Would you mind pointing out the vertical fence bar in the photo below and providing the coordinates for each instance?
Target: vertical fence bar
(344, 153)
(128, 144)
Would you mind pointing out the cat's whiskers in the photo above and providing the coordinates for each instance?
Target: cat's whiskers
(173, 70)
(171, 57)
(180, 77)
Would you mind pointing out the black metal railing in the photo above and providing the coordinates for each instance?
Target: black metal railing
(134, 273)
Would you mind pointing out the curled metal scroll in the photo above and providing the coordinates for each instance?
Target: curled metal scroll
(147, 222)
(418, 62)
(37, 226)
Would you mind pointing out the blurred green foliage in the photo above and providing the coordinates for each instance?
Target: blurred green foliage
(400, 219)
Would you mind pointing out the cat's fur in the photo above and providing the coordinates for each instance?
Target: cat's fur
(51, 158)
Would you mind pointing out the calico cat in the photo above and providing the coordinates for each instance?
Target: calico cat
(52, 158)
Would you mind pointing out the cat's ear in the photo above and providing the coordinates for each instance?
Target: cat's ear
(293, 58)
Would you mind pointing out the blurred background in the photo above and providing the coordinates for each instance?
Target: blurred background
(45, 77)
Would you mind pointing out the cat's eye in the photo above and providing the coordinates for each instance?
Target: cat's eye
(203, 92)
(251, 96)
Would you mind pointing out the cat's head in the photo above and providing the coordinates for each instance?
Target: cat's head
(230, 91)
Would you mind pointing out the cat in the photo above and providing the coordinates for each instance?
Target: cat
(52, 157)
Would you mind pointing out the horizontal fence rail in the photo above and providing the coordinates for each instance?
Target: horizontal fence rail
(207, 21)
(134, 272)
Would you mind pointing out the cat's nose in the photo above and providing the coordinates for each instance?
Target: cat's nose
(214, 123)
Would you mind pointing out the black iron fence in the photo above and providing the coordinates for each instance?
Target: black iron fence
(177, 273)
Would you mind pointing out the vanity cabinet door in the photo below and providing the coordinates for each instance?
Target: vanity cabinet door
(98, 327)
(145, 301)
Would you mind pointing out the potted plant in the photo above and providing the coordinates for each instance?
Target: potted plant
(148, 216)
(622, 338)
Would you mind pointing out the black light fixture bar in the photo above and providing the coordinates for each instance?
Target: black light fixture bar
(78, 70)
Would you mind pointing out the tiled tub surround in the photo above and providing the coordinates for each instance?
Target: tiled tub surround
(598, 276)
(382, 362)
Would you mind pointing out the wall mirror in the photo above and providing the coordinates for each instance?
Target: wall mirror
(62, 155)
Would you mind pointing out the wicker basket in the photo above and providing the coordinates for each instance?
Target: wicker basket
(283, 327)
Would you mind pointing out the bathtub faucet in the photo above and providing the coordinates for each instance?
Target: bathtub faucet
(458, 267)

**WHAT YOU ARE ASKED TO DO**
Check each line of the entries for the word "below". State how many lines hold it, and write nothing else.

**RESPONSE AREA**
2